___ Data to examine ___

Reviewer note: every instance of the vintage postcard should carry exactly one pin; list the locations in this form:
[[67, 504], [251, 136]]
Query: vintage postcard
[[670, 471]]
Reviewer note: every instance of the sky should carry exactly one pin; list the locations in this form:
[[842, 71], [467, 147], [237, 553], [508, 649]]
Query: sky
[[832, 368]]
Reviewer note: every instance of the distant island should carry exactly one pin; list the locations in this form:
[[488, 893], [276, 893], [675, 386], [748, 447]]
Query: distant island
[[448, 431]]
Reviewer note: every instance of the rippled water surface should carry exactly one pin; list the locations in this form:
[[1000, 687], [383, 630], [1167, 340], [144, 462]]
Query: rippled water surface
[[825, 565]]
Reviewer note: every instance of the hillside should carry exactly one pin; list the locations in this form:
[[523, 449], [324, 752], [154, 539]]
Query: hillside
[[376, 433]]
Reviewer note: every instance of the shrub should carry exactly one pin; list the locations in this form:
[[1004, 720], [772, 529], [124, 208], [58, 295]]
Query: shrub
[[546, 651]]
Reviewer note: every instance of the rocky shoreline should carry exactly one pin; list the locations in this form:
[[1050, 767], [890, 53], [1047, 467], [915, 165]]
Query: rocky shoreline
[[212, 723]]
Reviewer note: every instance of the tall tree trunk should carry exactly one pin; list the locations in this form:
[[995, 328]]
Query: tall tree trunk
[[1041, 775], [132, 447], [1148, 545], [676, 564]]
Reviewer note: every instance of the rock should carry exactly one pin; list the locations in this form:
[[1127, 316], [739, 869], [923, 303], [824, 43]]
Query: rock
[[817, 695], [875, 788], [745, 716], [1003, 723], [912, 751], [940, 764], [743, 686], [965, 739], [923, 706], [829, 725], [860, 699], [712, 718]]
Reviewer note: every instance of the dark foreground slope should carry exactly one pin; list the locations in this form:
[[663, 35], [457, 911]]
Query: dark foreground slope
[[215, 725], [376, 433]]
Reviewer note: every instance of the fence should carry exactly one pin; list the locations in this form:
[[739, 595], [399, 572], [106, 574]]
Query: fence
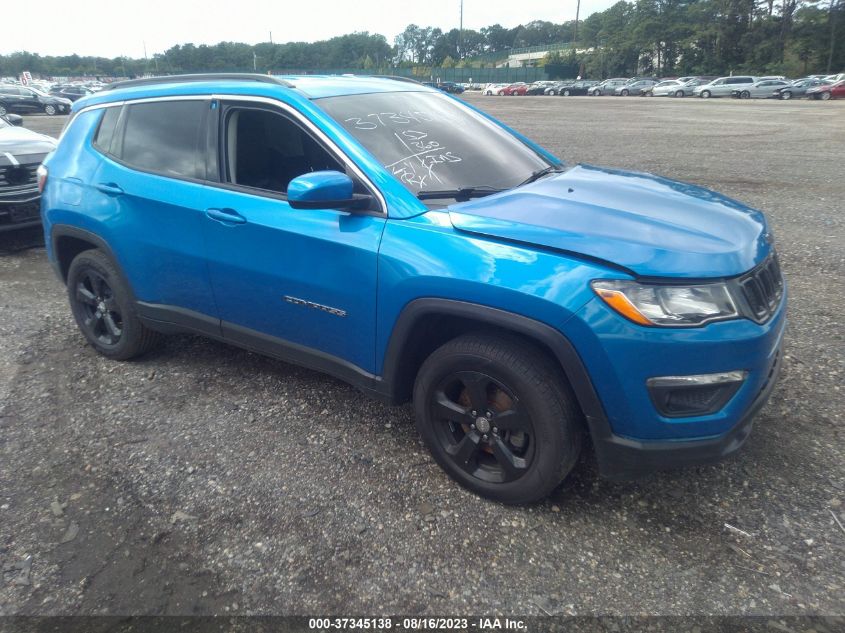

___

## Prompt
Only lines with the word "this" are wanted; pull each of them from the records.

## Final answer
Reviewer note: every instance of the vintage postcard should carry exactly one pin; list the locations in this form:
Reviewer note: every instance of the sky should carry exactly one pin; list the locations in this form:
Reviewer note: every instance of the distant island should carry exactly one pin; list the locations in this form:
Reviewer note: every instance of the rippled water surface should carry exactly one pin; list the locations in this form:
Reviewer note: every instance of the hillside should carry exactly one pin; list the locations in this form:
Reviewer note: every instance of the shrub should carry exactly one pin; list the locations in this form:
Reviewer note: every instance of the rocky shoreline should carry exactly one pin; list the locations in this form:
Reviewer note: every instance of the tall tree trunk should carry exactly one pin; list the locations in this form:
Reviewer note: every instance of the rock should carry exactly one pin; list the locations in this form:
Reviewer note: every instance of the dark foreground slope should carry exactly one pin; list the locations in this form:
Reviewer note: every instance of the fence should carry exactly one pin; list the locations in this form:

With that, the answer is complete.